▶ [SHORT PROBLEM]
Express the lines of the items below as a JSON list of strings, with one string per line and blank lines left out.

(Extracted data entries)
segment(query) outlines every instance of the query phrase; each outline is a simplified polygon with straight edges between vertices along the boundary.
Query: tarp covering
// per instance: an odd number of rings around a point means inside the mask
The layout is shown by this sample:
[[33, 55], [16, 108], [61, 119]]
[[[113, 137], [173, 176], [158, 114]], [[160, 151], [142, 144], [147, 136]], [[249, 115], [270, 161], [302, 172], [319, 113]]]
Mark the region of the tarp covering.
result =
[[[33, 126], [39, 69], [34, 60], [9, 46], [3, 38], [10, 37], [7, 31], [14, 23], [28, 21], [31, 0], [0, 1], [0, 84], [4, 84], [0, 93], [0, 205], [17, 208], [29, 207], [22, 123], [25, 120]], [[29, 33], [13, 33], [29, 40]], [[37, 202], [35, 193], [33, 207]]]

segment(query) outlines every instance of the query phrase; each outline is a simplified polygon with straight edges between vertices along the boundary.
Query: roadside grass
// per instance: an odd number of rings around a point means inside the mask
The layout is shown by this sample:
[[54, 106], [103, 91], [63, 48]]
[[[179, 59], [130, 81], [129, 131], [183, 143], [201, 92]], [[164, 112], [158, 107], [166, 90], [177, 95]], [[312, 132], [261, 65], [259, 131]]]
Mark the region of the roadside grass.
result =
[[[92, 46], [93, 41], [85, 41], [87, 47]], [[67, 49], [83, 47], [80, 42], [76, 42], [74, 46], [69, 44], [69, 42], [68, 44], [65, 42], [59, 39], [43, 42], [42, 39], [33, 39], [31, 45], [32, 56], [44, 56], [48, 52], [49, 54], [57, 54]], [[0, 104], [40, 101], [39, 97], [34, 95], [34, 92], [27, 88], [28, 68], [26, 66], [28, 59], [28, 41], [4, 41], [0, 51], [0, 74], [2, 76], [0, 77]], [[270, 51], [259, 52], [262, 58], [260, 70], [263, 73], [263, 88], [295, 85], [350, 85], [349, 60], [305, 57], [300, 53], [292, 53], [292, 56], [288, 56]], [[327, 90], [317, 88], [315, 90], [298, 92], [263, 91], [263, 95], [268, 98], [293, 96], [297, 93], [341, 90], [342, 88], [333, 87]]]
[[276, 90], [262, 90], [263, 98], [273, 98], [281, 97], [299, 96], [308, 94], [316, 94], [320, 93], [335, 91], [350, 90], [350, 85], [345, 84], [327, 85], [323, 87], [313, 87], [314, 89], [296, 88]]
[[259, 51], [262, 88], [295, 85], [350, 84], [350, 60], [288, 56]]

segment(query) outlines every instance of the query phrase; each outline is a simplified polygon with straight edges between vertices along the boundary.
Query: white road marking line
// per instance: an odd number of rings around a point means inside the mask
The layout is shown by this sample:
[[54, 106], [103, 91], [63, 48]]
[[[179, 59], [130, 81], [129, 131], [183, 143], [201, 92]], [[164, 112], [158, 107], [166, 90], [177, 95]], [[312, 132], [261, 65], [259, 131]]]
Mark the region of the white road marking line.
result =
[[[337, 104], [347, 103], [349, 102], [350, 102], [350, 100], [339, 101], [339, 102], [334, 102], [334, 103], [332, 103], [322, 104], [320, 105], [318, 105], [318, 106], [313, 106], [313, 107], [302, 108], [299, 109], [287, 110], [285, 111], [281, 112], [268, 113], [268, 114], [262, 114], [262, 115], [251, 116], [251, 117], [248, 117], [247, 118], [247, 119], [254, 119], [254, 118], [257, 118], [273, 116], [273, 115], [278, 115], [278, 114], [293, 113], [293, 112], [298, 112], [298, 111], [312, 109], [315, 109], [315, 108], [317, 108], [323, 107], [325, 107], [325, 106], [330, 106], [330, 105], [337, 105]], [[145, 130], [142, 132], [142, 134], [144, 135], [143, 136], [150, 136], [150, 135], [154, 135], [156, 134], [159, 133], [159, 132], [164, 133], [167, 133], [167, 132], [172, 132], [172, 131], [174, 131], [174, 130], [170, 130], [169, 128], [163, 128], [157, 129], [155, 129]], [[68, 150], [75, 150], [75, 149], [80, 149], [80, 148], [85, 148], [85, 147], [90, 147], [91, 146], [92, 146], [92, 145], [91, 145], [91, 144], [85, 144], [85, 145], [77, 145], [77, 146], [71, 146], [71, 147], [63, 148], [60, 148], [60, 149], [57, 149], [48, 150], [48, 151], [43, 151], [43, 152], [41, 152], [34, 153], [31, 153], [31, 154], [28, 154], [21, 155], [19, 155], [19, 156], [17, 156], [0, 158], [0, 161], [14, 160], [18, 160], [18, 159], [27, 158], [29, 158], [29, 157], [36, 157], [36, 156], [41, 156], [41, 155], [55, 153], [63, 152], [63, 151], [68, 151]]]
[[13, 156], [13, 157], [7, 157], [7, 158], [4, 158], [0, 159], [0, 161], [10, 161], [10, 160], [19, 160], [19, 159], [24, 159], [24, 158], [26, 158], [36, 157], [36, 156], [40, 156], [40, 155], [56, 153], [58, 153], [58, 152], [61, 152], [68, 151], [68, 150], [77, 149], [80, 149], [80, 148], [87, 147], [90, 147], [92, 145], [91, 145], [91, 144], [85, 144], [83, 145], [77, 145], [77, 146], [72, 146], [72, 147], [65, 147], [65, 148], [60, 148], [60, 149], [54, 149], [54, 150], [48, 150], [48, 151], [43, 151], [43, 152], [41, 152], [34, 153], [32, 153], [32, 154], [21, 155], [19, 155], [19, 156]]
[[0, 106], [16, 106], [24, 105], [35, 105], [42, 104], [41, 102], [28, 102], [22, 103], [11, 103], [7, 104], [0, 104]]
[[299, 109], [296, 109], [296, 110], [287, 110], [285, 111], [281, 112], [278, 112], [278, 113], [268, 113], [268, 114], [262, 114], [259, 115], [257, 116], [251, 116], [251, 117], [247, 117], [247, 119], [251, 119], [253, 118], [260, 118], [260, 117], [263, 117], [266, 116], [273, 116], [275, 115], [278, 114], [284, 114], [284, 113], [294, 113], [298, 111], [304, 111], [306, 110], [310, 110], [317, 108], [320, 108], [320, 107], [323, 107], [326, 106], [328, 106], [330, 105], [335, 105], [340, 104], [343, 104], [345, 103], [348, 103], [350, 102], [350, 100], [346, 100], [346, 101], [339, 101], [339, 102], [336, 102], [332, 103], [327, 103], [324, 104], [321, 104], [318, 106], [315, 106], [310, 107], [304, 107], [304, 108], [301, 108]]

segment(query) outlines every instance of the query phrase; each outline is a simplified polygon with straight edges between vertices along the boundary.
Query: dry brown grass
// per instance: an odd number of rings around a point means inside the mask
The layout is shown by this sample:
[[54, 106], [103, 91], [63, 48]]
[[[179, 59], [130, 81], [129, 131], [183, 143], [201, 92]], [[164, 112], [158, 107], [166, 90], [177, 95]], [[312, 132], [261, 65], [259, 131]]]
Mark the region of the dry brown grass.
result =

▶ [ANSWER FOR THIS EXERCISE]
[
  "segment(query) outlines every instance of the query phrase; each outline is a simplified polygon with straight edges between vertices along the boundary.",
  "Query: tarp covering",
  "// per instance: an odd number of rings around a point means inside the mask",
  "The layout is shown by this sample:",
  "[[33, 55], [16, 108], [61, 119]]",
  "[[[113, 137], [173, 176], [158, 114]], [[160, 151], [142, 144], [147, 136]], [[249, 115], [270, 161], [302, 172], [319, 113]]]",
  "Mark the region of the tarp covering.",
  "result =",
  "[[[33, 126], [39, 69], [34, 60], [9, 46], [3, 38], [10, 37], [7, 31], [14, 23], [28, 21], [31, 0], [0, 1], [0, 84], [4, 84], [0, 93], [0, 205], [17, 208], [29, 207], [22, 123], [25, 120]], [[29, 33], [13, 33], [29, 40]], [[37, 202], [35, 193], [33, 207]]]",
  "segment(query) outlines every instance of the query phrase; each outline is a simplified polygon with straight edges between vertices along the boundary.",
  "Query: roadside grass",
  "// per instance: an odd number of rings around a point means inside the mask",
  "The layout is shown by this sample:",
  "[[54, 106], [103, 91], [63, 48]]",
  "[[[179, 59], [130, 81], [129, 131], [183, 143], [201, 92]], [[164, 112], [158, 107], [166, 90], [177, 95]], [[312, 132], [261, 65], [259, 131]]]",
  "Mark the region of the roadside grass.",
  "result =",
  "[[[92, 46], [93, 41], [85, 41], [87, 47]], [[67, 49], [83, 47], [80, 42], [76, 42], [74, 46], [69, 44], [69, 42], [68, 44], [65, 42], [59, 39], [43, 42], [42, 39], [33, 39], [31, 45], [32, 56], [44, 56], [48, 52], [49, 54], [57, 54]], [[0, 104], [40, 101], [39, 97], [34, 95], [34, 92], [27, 88], [28, 68], [26, 66], [28, 59], [28, 41], [4, 41], [0, 51], [0, 74], [2, 76], [0, 77]], [[270, 51], [259, 52], [262, 58], [260, 70], [263, 73], [263, 88], [295, 85], [350, 85], [349, 60], [305, 57], [300, 53], [292, 53], [292, 56], [288, 56]], [[327, 90], [317, 88], [315, 90], [298, 92], [263, 91], [263, 95], [268, 98], [293, 96], [297, 93], [341, 90], [342, 88], [333, 87]]]",
  "[[276, 90], [262, 90], [263, 98], [273, 98], [281, 97], [299, 96], [308, 94], [316, 94], [320, 93], [335, 91], [350, 90], [350, 85], [345, 84], [327, 85], [323, 87], [313, 87], [314, 89], [296, 88]]",
  "[[259, 51], [262, 88], [295, 85], [350, 84], [350, 60], [288, 56]]",
  "segment(query) outlines every instance of the query phrase; each outline is a simplified polygon with straight edges between vertices along the boundary.",
  "Query: white road marking line",
  "// per instance: an odd number of rings around a point means inside the mask",
  "The layout is shown by this sample:",
  "[[54, 106], [103, 91], [63, 48]]",
  "[[[179, 59], [130, 81], [129, 131], [183, 143], [201, 92]], [[164, 112], [158, 107], [166, 90], [177, 95]], [[312, 132], [261, 65], [259, 131]]]",
  "Mark the region of the white road marking line.",
  "result =",
  "[[[337, 104], [347, 103], [349, 102], [350, 102], [350, 100], [339, 101], [339, 102], [334, 102], [334, 103], [332, 103], [322, 104], [320, 105], [318, 105], [318, 106], [313, 106], [313, 107], [302, 108], [299, 109], [287, 110], [285, 111], [281, 112], [268, 113], [268, 114], [262, 114], [262, 115], [251, 116], [251, 117], [248, 117], [247, 118], [247, 119], [254, 119], [254, 118], [257, 118], [273, 116], [273, 115], [278, 115], [278, 114], [293, 113], [293, 112], [298, 112], [298, 111], [312, 109], [315, 109], [315, 108], [317, 108], [323, 107], [325, 107], [325, 106], [330, 106], [330, 105], [337, 105]], [[145, 130], [142, 132], [142, 134], [144, 135], [143, 136], [150, 136], [150, 135], [154, 135], [156, 134], [159, 133], [159, 132], [164, 133], [167, 133], [167, 132], [172, 132], [172, 131], [174, 131], [174, 130], [170, 130], [169, 128], [163, 128], [157, 129], [155, 129]], [[68, 150], [75, 150], [75, 149], [80, 149], [80, 148], [85, 148], [85, 147], [90, 147], [91, 146], [92, 146], [92, 145], [91, 145], [91, 144], [85, 144], [85, 145], [77, 145], [77, 146], [71, 146], [71, 147], [63, 148], [60, 148], [60, 149], [57, 149], [48, 150], [48, 151], [43, 151], [43, 152], [41, 152], [34, 153], [31, 153], [31, 154], [28, 154], [21, 155], [19, 155], [19, 156], [17, 156], [0, 158], [0, 161], [14, 160], [18, 160], [18, 159], [27, 158], [29, 158], [29, 157], [36, 157], [36, 156], [41, 156], [41, 155], [55, 153], [63, 152], [63, 151], [68, 151]]]",
  "[[13, 156], [13, 157], [7, 157], [7, 158], [4, 158], [0, 159], [0, 161], [10, 161], [10, 160], [19, 160], [19, 159], [24, 159], [24, 158], [26, 158], [36, 157], [36, 156], [40, 156], [40, 155], [56, 153], [58, 153], [58, 152], [61, 152], [68, 151], [68, 150], [77, 149], [80, 149], [80, 148], [87, 147], [90, 147], [92, 145], [91, 145], [91, 144], [85, 144], [83, 145], [77, 145], [77, 146], [72, 146], [72, 147], [65, 147], [65, 148], [60, 148], [60, 149], [54, 149], [54, 150], [48, 150], [48, 151], [43, 151], [43, 152], [41, 152], [34, 153], [32, 153], [32, 154], [21, 155], [19, 155], [19, 156]]",
  "[[0, 106], [16, 106], [24, 105], [35, 105], [42, 104], [41, 102], [28, 102], [22, 103], [11, 103], [7, 104], [0, 104]]",
  "[[299, 109], [296, 109], [296, 110], [287, 110], [285, 111], [281, 112], [278, 112], [278, 113], [268, 113], [268, 114], [262, 114], [259, 115], [257, 116], [251, 116], [251, 117], [247, 117], [247, 119], [251, 119], [253, 118], [260, 118], [260, 117], [263, 117], [266, 116], [273, 116], [275, 115], [278, 114], [284, 114], [284, 113], [294, 113], [298, 111], [304, 111], [306, 110], [310, 110], [317, 108], [320, 108], [320, 107], [323, 107], [326, 106], [328, 106], [330, 105], [335, 105], [340, 104], [343, 104], [345, 103], [348, 103], [350, 102], [350, 100], [346, 100], [346, 101], [339, 101], [339, 102], [336, 102], [332, 103], [327, 103], [324, 104], [321, 104], [318, 106], [315, 106], [310, 107], [304, 107], [304, 108], [301, 108]]",
  "segment(query) outlines every instance of the query phrase; each outline is a simplified polygon with straight edges between vertices along the boundary.",
  "Query: dry brown grass",
  "// per instance: an odd number of rings around a point means inside the mask",
  "The layout is shown by this sample:",
  "[[54, 106], [103, 91], [63, 48]]",
  "[[[179, 59], [130, 81], [129, 131], [183, 143], [201, 92]], [[164, 112], [158, 107], [166, 90], [177, 95]], [[312, 132], [261, 65], [259, 131]]]",
  "Mark the region of the dry brown grass.",
  "result ="
]